[PROVIDED INFORMATION]:
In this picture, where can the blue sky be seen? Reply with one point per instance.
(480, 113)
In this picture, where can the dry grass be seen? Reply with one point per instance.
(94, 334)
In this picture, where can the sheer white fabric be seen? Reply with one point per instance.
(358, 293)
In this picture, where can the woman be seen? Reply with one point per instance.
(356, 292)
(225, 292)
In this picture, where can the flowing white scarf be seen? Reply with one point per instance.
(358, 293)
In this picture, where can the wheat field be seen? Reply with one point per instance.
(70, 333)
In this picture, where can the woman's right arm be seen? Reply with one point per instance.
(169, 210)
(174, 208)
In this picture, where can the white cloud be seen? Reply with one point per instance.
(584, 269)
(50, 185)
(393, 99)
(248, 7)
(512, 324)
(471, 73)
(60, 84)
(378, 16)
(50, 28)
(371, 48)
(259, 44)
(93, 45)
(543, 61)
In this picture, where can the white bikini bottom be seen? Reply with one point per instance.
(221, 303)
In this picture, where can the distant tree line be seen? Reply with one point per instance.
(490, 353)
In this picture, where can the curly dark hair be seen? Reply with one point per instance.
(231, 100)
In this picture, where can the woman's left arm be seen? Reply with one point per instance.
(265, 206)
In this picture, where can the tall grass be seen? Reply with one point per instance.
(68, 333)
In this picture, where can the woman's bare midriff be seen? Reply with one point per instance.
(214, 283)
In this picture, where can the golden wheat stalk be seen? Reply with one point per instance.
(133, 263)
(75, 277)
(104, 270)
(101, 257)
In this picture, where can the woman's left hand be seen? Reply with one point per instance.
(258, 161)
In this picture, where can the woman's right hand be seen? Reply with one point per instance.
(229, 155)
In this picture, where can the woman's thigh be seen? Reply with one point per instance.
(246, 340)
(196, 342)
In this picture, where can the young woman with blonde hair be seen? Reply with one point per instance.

[WHAT THIS TASK INVOLVES]: Each line from the one containing "In this picture, where can the woman's right hand" through the end of the material should be restated word for word; leave out every line before it.

[THE ANSWER]:
In this picture, where can the woman's right hand be seen? Reply with one point per instance.
(229, 155)
In this picture, where can the woman's thigh be seen? Reply with one point per instance.
(246, 340)
(196, 342)
In this picture, where can the young woman with blonde hair be seen? Reply with one point per instance.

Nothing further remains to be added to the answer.